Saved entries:
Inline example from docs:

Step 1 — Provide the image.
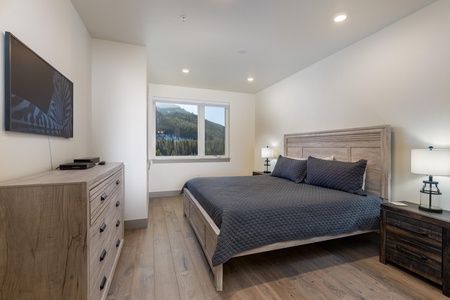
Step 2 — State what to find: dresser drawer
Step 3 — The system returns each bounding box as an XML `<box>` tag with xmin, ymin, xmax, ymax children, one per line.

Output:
<box><xmin>385</xmin><ymin>212</ymin><xmax>442</xmax><ymax>284</ymax></box>
<box><xmin>89</xmin><ymin>188</ymin><xmax>123</xmax><ymax>262</ymax></box>
<box><xmin>89</xmin><ymin>170</ymin><xmax>123</xmax><ymax>224</ymax></box>
<box><xmin>89</xmin><ymin>186</ymin><xmax>123</xmax><ymax>299</ymax></box>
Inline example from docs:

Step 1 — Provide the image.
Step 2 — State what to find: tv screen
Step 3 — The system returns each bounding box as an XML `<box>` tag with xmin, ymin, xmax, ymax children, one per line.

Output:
<box><xmin>5</xmin><ymin>32</ymin><xmax>73</xmax><ymax>138</ymax></box>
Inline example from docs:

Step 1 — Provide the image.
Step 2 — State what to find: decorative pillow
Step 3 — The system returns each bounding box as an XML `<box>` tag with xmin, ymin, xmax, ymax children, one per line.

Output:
<box><xmin>305</xmin><ymin>156</ymin><xmax>367</xmax><ymax>196</ymax></box>
<box><xmin>271</xmin><ymin>155</ymin><xmax>307</xmax><ymax>183</ymax></box>
<box><xmin>286</xmin><ymin>155</ymin><xmax>334</xmax><ymax>160</ymax></box>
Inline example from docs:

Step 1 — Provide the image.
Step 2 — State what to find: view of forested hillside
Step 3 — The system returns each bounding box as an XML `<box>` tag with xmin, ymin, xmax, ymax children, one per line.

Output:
<box><xmin>156</xmin><ymin>105</ymin><xmax>225</xmax><ymax>156</ymax></box>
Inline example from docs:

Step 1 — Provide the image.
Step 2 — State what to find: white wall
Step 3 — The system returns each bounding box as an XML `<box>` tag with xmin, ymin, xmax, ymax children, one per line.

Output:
<box><xmin>0</xmin><ymin>0</ymin><xmax>91</xmax><ymax>181</ymax></box>
<box><xmin>148</xmin><ymin>84</ymin><xmax>255</xmax><ymax>192</ymax></box>
<box><xmin>254</xmin><ymin>0</ymin><xmax>450</xmax><ymax>209</ymax></box>
<box><xmin>92</xmin><ymin>39</ymin><xmax>148</xmax><ymax>224</ymax></box>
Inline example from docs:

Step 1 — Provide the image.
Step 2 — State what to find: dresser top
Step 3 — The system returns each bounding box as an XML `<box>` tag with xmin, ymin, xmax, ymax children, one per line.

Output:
<box><xmin>0</xmin><ymin>163</ymin><xmax>123</xmax><ymax>188</ymax></box>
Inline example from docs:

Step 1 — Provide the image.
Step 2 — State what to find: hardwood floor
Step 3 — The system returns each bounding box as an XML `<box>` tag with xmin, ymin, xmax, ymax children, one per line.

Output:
<box><xmin>108</xmin><ymin>197</ymin><xmax>449</xmax><ymax>300</ymax></box>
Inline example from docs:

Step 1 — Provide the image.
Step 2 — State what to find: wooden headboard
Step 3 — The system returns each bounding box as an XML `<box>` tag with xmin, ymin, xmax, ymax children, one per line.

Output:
<box><xmin>284</xmin><ymin>125</ymin><xmax>391</xmax><ymax>200</ymax></box>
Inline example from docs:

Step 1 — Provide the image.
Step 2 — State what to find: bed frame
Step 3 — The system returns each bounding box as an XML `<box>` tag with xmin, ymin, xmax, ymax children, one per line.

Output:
<box><xmin>184</xmin><ymin>125</ymin><xmax>391</xmax><ymax>291</ymax></box>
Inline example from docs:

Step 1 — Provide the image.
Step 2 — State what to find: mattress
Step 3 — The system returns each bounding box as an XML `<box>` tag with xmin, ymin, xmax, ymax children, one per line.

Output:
<box><xmin>184</xmin><ymin>175</ymin><xmax>383</xmax><ymax>266</ymax></box>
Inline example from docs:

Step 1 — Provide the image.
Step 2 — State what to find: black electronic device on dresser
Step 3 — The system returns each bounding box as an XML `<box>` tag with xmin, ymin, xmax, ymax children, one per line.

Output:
<box><xmin>380</xmin><ymin>202</ymin><xmax>450</xmax><ymax>296</ymax></box>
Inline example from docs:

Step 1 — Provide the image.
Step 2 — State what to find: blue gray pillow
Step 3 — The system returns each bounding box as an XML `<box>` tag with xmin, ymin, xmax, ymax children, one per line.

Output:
<box><xmin>305</xmin><ymin>156</ymin><xmax>367</xmax><ymax>196</ymax></box>
<box><xmin>271</xmin><ymin>155</ymin><xmax>306</xmax><ymax>183</ymax></box>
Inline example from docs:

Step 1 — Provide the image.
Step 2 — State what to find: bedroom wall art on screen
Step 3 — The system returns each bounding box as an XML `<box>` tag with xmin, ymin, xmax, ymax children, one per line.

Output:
<box><xmin>5</xmin><ymin>32</ymin><xmax>73</xmax><ymax>138</ymax></box>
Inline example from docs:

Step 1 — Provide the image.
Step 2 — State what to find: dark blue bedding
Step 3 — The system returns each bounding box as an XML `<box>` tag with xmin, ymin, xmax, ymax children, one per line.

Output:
<box><xmin>185</xmin><ymin>175</ymin><xmax>382</xmax><ymax>266</ymax></box>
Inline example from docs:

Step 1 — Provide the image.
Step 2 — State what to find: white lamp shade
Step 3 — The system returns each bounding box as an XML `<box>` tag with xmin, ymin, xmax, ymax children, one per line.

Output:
<box><xmin>411</xmin><ymin>149</ymin><xmax>450</xmax><ymax>176</ymax></box>
<box><xmin>261</xmin><ymin>147</ymin><xmax>274</xmax><ymax>158</ymax></box>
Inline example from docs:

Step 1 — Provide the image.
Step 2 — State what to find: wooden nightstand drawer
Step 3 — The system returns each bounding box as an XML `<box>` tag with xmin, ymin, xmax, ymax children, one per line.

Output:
<box><xmin>386</xmin><ymin>212</ymin><xmax>442</xmax><ymax>251</ymax></box>
<box><xmin>380</xmin><ymin>202</ymin><xmax>450</xmax><ymax>296</ymax></box>
<box><xmin>386</xmin><ymin>237</ymin><xmax>442</xmax><ymax>284</ymax></box>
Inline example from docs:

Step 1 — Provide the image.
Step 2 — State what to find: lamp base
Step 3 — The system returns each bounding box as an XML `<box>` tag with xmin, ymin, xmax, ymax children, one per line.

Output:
<box><xmin>419</xmin><ymin>205</ymin><xmax>443</xmax><ymax>214</ymax></box>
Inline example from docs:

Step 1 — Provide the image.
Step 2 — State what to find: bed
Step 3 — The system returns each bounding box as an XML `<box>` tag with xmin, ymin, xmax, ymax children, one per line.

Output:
<box><xmin>183</xmin><ymin>125</ymin><xmax>391</xmax><ymax>291</ymax></box>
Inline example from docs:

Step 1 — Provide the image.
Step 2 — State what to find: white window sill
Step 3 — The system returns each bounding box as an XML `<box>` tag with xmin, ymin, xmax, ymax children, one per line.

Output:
<box><xmin>152</xmin><ymin>156</ymin><xmax>231</xmax><ymax>164</ymax></box>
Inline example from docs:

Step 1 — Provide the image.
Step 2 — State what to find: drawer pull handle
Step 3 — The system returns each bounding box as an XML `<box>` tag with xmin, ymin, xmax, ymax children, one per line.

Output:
<box><xmin>395</xmin><ymin>245</ymin><xmax>428</xmax><ymax>260</ymax></box>
<box><xmin>100</xmin><ymin>222</ymin><xmax>106</xmax><ymax>232</ymax></box>
<box><xmin>100</xmin><ymin>249</ymin><xmax>107</xmax><ymax>261</ymax></box>
<box><xmin>100</xmin><ymin>276</ymin><xmax>106</xmax><ymax>291</ymax></box>
<box><xmin>397</xmin><ymin>224</ymin><xmax>428</xmax><ymax>236</ymax></box>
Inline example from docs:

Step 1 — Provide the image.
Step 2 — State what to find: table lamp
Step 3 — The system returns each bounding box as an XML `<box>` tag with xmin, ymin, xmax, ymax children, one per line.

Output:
<box><xmin>411</xmin><ymin>146</ymin><xmax>450</xmax><ymax>213</ymax></box>
<box><xmin>261</xmin><ymin>146</ymin><xmax>274</xmax><ymax>173</ymax></box>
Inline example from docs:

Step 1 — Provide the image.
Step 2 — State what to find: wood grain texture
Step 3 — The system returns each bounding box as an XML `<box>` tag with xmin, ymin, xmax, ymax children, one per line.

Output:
<box><xmin>380</xmin><ymin>202</ymin><xmax>450</xmax><ymax>296</ymax></box>
<box><xmin>184</xmin><ymin>125</ymin><xmax>391</xmax><ymax>291</ymax></box>
<box><xmin>0</xmin><ymin>163</ymin><xmax>123</xmax><ymax>299</ymax></box>
<box><xmin>284</xmin><ymin>125</ymin><xmax>391</xmax><ymax>200</ymax></box>
<box><xmin>108</xmin><ymin>197</ymin><xmax>448</xmax><ymax>300</ymax></box>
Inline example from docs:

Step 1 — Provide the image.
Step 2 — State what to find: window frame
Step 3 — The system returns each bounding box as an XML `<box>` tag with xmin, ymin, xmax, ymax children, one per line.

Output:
<box><xmin>150</xmin><ymin>96</ymin><xmax>230</xmax><ymax>163</ymax></box>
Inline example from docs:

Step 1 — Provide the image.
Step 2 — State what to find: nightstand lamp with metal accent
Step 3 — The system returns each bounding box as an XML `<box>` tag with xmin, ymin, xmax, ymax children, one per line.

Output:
<box><xmin>411</xmin><ymin>146</ymin><xmax>450</xmax><ymax>213</ymax></box>
<box><xmin>261</xmin><ymin>146</ymin><xmax>275</xmax><ymax>173</ymax></box>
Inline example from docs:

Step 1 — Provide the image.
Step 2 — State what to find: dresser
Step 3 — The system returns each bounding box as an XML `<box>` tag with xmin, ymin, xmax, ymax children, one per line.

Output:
<box><xmin>380</xmin><ymin>202</ymin><xmax>450</xmax><ymax>296</ymax></box>
<box><xmin>0</xmin><ymin>163</ymin><xmax>124</xmax><ymax>300</ymax></box>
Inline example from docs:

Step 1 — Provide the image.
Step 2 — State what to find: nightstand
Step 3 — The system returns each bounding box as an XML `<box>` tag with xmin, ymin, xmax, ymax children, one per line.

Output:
<box><xmin>380</xmin><ymin>202</ymin><xmax>450</xmax><ymax>296</ymax></box>
<box><xmin>253</xmin><ymin>171</ymin><xmax>271</xmax><ymax>176</ymax></box>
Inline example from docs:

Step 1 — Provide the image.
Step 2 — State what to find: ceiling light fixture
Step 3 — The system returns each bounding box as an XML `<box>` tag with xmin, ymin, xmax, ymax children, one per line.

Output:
<box><xmin>237</xmin><ymin>48</ymin><xmax>247</xmax><ymax>54</ymax></box>
<box><xmin>334</xmin><ymin>13</ymin><xmax>347</xmax><ymax>23</ymax></box>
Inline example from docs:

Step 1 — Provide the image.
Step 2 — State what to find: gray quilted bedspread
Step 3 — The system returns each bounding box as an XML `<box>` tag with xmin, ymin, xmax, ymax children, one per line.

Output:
<box><xmin>185</xmin><ymin>175</ymin><xmax>382</xmax><ymax>266</ymax></box>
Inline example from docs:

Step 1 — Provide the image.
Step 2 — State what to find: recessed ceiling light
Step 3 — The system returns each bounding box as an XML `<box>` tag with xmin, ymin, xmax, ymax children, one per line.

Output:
<box><xmin>334</xmin><ymin>13</ymin><xmax>347</xmax><ymax>23</ymax></box>
<box><xmin>237</xmin><ymin>48</ymin><xmax>247</xmax><ymax>54</ymax></box>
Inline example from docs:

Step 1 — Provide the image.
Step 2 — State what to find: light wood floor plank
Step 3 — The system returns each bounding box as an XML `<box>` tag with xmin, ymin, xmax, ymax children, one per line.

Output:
<box><xmin>108</xmin><ymin>197</ymin><xmax>450</xmax><ymax>300</ymax></box>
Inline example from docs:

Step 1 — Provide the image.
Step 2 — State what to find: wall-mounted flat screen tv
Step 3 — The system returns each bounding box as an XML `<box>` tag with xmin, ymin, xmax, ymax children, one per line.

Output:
<box><xmin>5</xmin><ymin>32</ymin><xmax>73</xmax><ymax>138</ymax></box>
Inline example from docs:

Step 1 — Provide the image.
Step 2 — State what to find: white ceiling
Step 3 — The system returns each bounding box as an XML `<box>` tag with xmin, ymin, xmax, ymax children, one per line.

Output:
<box><xmin>71</xmin><ymin>0</ymin><xmax>435</xmax><ymax>93</ymax></box>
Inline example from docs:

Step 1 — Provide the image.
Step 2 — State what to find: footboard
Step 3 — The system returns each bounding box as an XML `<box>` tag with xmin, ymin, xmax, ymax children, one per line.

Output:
<box><xmin>184</xmin><ymin>189</ymin><xmax>223</xmax><ymax>291</ymax></box>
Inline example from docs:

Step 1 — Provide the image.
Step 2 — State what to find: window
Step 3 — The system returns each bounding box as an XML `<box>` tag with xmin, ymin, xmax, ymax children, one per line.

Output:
<box><xmin>153</xmin><ymin>98</ymin><xmax>229</xmax><ymax>161</ymax></box>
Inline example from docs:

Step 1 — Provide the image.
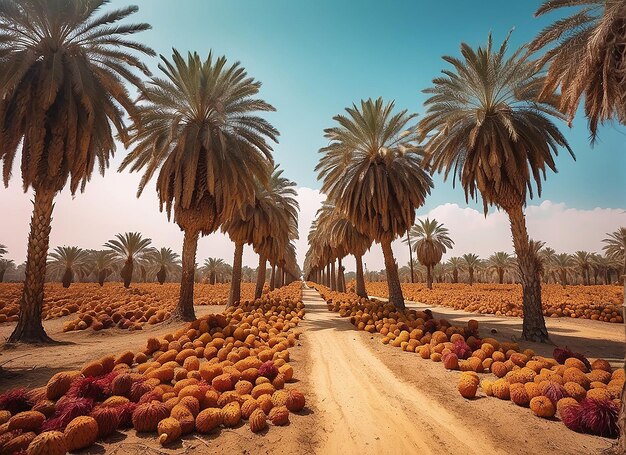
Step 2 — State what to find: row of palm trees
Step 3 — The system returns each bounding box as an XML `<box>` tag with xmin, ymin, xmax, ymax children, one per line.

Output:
<box><xmin>304</xmin><ymin>0</ymin><xmax>626</xmax><ymax>348</ymax></box>
<box><xmin>0</xmin><ymin>0</ymin><xmax>300</xmax><ymax>343</ymax></box>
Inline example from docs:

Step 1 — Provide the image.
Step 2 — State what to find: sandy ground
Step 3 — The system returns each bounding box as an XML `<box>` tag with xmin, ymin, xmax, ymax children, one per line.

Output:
<box><xmin>0</xmin><ymin>289</ymin><xmax>624</xmax><ymax>454</ymax></box>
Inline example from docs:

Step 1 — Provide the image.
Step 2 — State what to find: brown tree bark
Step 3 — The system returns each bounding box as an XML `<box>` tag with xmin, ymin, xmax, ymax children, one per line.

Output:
<box><xmin>270</xmin><ymin>264</ymin><xmax>276</xmax><ymax>291</ymax></box>
<box><xmin>354</xmin><ymin>254</ymin><xmax>367</xmax><ymax>298</ymax></box>
<box><xmin>380</xmin><ymin>238</ymin><xmax>405</xmax><ymax>310</ymax></box>
<box><xmin>172</xmin><ymin>228</ymin><xmax>199</xmax><ymax>321</ymax></box>
<box><xmin>226</xmin><ymin>242</ymin><xmax>244</xmax><ymax>308</ymax></box>
<box><xmin>254</xmin><ymin>254</ymin><xmax>267</xmax><ymax>300</ymax></box>
<box><xmin>507</xmin><ymin>205</ymin><xmax>549</xmax><ymax>343</ymax></box>
<box><xmin>7</xmin><ymin>189</ymin><xmax>55</xmax><ymax>343</ymax></box>
<box><xmin>426</xmin><ymin>265</ymin><xmax>433</xmax><ymax>289</ymax></box>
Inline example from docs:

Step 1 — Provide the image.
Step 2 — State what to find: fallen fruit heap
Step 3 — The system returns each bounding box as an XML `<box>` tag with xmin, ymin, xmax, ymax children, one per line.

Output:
<box><xmin>367</xmin><ymin>282</ymin><xmax>624</xmax><ymax>323</ymax></box>
<box><xmin>0</xmin><ymin>283</ymin><xmax>305</xmax><ymax>454</ymax></box>
<box><xmin>0</xmin><ymin>283</ymin><xmax>255</xmax><ymax>332</ymax></box>
<box><xmin>308</xmin><ymin>283</ymin><xmax>625</xmax><ymax>438</ymax></box>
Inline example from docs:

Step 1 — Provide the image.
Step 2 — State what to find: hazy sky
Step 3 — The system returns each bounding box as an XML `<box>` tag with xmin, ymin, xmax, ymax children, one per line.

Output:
<box><xmin>0</xmin><ymin>0</ymin><xmax>626</xmax><ymax>269</ymax></box>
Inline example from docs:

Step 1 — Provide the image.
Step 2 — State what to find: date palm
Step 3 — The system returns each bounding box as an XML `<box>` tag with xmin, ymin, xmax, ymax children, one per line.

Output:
<box><xmin>120</xmin><ymin>50</ymin><xmax>278</xmax><ymax>320</ymax></box>
<box><xmin>462</xmin><ymin>253</ymin><xmax>481</xmax><ymax>286</ymax></box>
<box><xmin>602</xmin><ymin>226</ymin><xmax>626</xmax><ymax>280</ymax></box>
<box><xmin>201</xmin><ymin>258</ymin><xmax>226</xmax><ymax>284</ymax></box>
<box><xmin>0</xmin><ymin>0</ymin><xmax>153</xmax><ymax>343</ymax></box>
<box><xmin>448</xmin><ymin>256</ymin><xmax>465</xmax><ymax>283</ymax></box>
<box><xmin>89</xmin><ymin>250</ymin><xmax>118</xmax><ymax>286</ymax></box>
<box><xmin>222</xmin><ymin>166</ymin><xmax>299</xmax><ymax>306</ymax></box>
<box><xmin>316</xmin><ymin>98</ymin><xmax>433</xmax><ymax>309</ymax></box>
<box><xmin>48</xmin><ymin>246</ymin><xmax>89</xmax><ymax>288</ymax></box>
<box><xmin>411</xmin><ymin>218</ymin><xmax>454</xmax><ymax>289</ymax></box>
<box><xmin>552</xmin><ymin>253</ymin><xmax>575</xmax><ymax>287</ymax></box>
<box><xmin>572</xmin><ymin>251</ymin><xmax>593</xmax><ymax>286</ymax></box>
<box><xmin>486</xmin><ymin>251</ymin><xmax>516</xmax><ymax>284</ymax></box>
<box><xmin>0</xmin><ymin>259</ymin><xmax>15</xmax><ymax>283</ymax></box>
<box><xmin>104</xmin><ymin>232</ymin><xmax>152</xmax><ymax>288</ymax></box>
<box><xmin>419</xmin><ymin>35</ymin><xmax>573</xmax><ymax>341</ymax></box>
<box><xmin>146</xmin><ymin>248</ymin><xmax>180</xmax><ymax>284</ymax></box>
<box><xmin>530</xmin><ymin>0</ymin><xmax>626</xmax><ymax>140</ymax></box>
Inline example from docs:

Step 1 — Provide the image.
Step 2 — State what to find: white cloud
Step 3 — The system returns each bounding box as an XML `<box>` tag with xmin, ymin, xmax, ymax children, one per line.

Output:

Aim:
Select every line in the saved entries above that contains the word "screen", and copy each one.

Final result:
Step 2 — State what to find: tv screen
Step 2 — State what to find: bedroom wall art on screen
Step 2 — State what to find: wall-mounted flat screen tv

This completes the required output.